At the line that includes "[mark] grey stone", begin writing out the entries below exactly, and continue through the last line without adding anything.

┌─ Records shown

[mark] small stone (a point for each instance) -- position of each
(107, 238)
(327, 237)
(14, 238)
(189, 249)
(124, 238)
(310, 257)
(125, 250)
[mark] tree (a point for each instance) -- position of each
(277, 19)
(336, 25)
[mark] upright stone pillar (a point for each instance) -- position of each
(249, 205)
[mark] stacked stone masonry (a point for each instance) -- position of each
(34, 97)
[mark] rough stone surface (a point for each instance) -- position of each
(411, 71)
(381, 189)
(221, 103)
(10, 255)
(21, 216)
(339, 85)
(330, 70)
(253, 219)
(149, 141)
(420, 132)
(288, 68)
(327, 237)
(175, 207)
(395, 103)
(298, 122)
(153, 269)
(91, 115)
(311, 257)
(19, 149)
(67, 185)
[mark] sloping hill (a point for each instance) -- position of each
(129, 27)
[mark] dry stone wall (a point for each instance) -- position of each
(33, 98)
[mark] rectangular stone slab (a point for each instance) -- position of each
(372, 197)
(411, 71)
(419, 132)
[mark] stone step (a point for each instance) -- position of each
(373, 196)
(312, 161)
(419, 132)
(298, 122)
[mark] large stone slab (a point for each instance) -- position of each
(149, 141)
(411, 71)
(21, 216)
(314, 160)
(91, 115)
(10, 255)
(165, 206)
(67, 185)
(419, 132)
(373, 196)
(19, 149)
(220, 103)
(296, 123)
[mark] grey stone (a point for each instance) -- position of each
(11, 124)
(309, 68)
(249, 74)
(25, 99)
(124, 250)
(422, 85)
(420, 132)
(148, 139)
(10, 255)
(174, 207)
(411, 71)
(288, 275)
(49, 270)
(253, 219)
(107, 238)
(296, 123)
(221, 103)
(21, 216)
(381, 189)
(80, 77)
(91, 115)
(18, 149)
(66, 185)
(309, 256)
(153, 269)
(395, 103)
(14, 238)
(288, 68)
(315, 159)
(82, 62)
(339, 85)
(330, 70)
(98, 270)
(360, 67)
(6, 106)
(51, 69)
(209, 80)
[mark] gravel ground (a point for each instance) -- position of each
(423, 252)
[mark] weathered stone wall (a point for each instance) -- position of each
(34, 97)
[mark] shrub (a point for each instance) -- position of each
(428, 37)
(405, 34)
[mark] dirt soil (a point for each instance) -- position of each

└─

*Output of the exercise:*
[mark] grey stone (a point for each instance) -- position of each
(11, 124)
(309, 68)
(249, 74)
(25, 99)
(124, 250)
(422, 85)
(420, 132)
(148, 139)
(10, 255)
(174, 207)
(411, 71)
(288, 275)
(49, 270)
(253, 219)
(107, 238)
(296, 123)
(221, 103)
(21, 216)
(381, 189)
(80, 77)
(91, 115)
(18, 149)
(66, 185)
(309, 256)
(153, 269)
(395, 103)
(14, 238)
(288, 68)
(315, 159)
(82, 62)
(339, 85)
(330, 70)
(98, 270)
(360, 67)
(6, 106)
(51, 69)
(209, 80)
[mark] gravel ground (a point for each instance) -- position of each
(423, 252)
[mark] weathered stone wall (a point for each instance) -- position of each
(34, 97)
[mark] shrub (a point for each instance) -- position of each
(428, 37)
(405, 34)
[mark] dirt soil (a point for each instance) -- position of each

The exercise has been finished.